The data:
==========

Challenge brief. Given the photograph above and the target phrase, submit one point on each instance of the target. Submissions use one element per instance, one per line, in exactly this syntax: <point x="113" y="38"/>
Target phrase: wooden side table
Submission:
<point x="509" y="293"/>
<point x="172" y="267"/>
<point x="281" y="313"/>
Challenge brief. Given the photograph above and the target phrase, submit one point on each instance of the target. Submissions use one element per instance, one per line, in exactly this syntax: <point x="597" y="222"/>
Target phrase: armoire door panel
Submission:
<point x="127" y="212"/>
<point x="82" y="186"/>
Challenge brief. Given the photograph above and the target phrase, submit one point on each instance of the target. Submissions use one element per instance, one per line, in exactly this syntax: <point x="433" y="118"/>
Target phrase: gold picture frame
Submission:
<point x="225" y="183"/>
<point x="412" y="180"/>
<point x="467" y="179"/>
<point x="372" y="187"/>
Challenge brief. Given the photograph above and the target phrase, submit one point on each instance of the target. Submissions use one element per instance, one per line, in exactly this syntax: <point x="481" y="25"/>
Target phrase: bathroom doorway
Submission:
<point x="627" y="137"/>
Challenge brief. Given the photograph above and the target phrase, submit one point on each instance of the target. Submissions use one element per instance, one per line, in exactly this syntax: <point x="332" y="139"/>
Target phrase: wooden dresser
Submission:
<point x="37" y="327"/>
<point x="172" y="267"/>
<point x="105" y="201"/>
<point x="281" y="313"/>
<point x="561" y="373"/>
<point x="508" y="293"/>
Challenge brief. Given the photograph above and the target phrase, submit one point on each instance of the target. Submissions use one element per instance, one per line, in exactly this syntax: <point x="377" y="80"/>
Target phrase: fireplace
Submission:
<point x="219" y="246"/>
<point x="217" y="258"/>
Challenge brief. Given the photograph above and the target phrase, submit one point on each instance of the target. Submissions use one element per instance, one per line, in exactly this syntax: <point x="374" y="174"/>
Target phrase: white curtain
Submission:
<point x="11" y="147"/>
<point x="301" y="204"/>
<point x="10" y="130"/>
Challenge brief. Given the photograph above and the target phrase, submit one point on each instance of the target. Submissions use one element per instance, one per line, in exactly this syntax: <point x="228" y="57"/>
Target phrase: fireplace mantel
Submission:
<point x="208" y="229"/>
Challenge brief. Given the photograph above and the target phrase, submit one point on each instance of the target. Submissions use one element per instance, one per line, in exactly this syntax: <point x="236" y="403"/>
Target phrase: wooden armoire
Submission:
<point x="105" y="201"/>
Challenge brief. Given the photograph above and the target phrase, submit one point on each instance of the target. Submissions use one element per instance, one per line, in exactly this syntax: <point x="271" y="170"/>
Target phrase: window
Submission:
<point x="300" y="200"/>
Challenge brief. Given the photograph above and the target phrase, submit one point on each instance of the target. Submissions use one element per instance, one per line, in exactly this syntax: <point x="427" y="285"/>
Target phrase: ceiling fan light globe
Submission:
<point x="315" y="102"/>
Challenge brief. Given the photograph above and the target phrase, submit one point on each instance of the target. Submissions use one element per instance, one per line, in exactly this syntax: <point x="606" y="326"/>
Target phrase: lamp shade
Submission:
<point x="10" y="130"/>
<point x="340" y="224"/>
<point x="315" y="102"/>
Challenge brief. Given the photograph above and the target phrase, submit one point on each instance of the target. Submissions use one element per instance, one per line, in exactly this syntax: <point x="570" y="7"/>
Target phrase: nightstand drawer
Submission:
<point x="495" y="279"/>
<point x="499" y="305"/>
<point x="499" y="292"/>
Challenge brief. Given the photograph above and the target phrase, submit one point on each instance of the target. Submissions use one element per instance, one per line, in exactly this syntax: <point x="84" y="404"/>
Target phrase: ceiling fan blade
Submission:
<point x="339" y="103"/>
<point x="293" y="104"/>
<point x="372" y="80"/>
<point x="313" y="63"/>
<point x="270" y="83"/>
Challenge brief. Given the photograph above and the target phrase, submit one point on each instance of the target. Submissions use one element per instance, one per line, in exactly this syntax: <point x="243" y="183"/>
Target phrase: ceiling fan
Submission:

==========

Work task: Each entry must be printed again exactly as given.

Task response:
Challenge brief. Given the photograph above and the target phrase, submit one point on each instance of the target. Submissions use one element per instance, one per line, in exactly this syntax: <point x="113" y="38"/>
Target phrase: wooden side table
Submission:
<point x="509" y="293"/>
<point x="172" y="267"/>
<point x="281" y="313"/>
Challenge brief. Given the photograph above and the target phrase, submit one point on each instance of the target. Submissions use one element per instance, one per line, in exactly this syntax: <point x="597" y="222"/>
Target phrase: armoire door panel
Submission:
<point x="127" y="212"/>
<point x="82" y="186"/>
Challenge brief. Given the photograph above and the target phrase, submit one point on each instance of the target. Submissions use one element per instance, one per line, in exactly this syntax: <point x="433" y="118"/>
Target phrase: gold picture frame
Submission:
<point x="225" y="183"/>
<point x="412" y="180"/>
<point x="467" y="179"/>
<point x="372" y="187"/>
Challenge brief. Given the photograph above and the target phrase, submit one point on each instance of the target. Submissions use one element per instance, one per line, in exactly this syntax: <point x="481" y="25"/>
Target phrase: bathroom doorway
Submission:
<point x="627" y="137"/>
Challenge brief. Given the photograph above and the target phrase, submit one point on each instance of the target. Submissions use one element per instance, one per line, in exactly this syntax: <point x="332" y="139"/>
Target phrase: wooden dresser
Submission:
<point x="37" y="327"/>
<point x="172" y="267"/>
<point x="105" y="201"/>
<point x="281" y="313"/>
<point x="561" y="373"/>
<point x="508" y="293"/>
Challenge brief. Given the photograph above and the target phrase, submit one point on each instance of the target. Submissions use one element per instance, one per line, in exactly this syntax: <point x="377" y="80"/>
Target phrase: fireplace
Submission:
<point x="219" y="246"/>
<point x="217" y="258"/>
Challenge brief. Given the photograph above and the target phrase, submit one point on each instance of the target. Submissions use one element per instance, one per line, in exactly this syntax: <point x="374" y="174"/>
Target phrase: white curtain
Submission:
<point x="11" y="147"/>
<point x="301" y="204"/>
<point x="10" y="130"/>
Challenge brief. Given the photograph above and the target phrase, submit one point on each instance of the target. Submissions use one element per instance, one per line, in exactly this syntax: <point x="228" y="57"/>
Target phrase: fireplace mantel
Submission:
<point x="208" y="229"/>
Challenge brief. Given the photograph above and the target phrase, submit one point on each instance of the target. Submissions use one element per instance, one per line, in exactly this syntax: <point x="236" y="403"/>
Target phrase: wooden armoire
Submission:
<point x="105" y="201"/>
Challenge brief. Given the photograph above and the target phrase, submit one point on each instance of the target. Submissions use one element per instance, one per line, in exactly this syntax: <point x="271" y="170"/>
Target phrase: window
Submission:
<point x="300" y="200"/>
Challenge brief. Given the photograph above and the target phrase, submit one point on each instance of the target. Submissions use one element per instance, one per line, in exactly this syntax: <point x="427" y="285"/>
Target phrase: ceiling fan light globe
Submission:
<point x="315" y="102"/>
Challenge brief. Given the photograph above and the target phrase, submit one point on each instance of the target. Submissions use one element per instance, one per line, in exactly this syntax: <point x="606" y="326"/>
Target phrase: lamp shade
Submission:
<point x="10" y="130"/>
<point x="340" y="224"/>
<point x="315" y="102"/>
Challenge brief. Given the photograph above and the target phrase, submit one point on each instance of the target. Submissions use one element per instance, one per line, in exactly this syntax: <point x="570" y="7"/>
Target phrase: nightstand drawer
Submission:
<point x="495" y="279"/>
<point x="499" y="305"/>
<point x="499" y="292"/>
Challenge brief. Given the photograph above and the target phrase, submit one point on each instance of the target. Submissions use one element per instance, one per line, in exactly this syntax: <point x="84" y="404"/>
Target phrase: ceiling fan blade
Submission:
<point x="339" y="103"/>
<point x="293" y="104"/>
<point x="372" y="80"/>
<point x="313" y="63"/>
<point x="270" y="83"/>
Challenge brief. Given the photograph above and the target phrase, submit one point on each instance of the target. Submissions use one element per instance, one per line, in exactly this syntax: <point x="243" y="183"/>
Target phrase: ceiling fan
Submission:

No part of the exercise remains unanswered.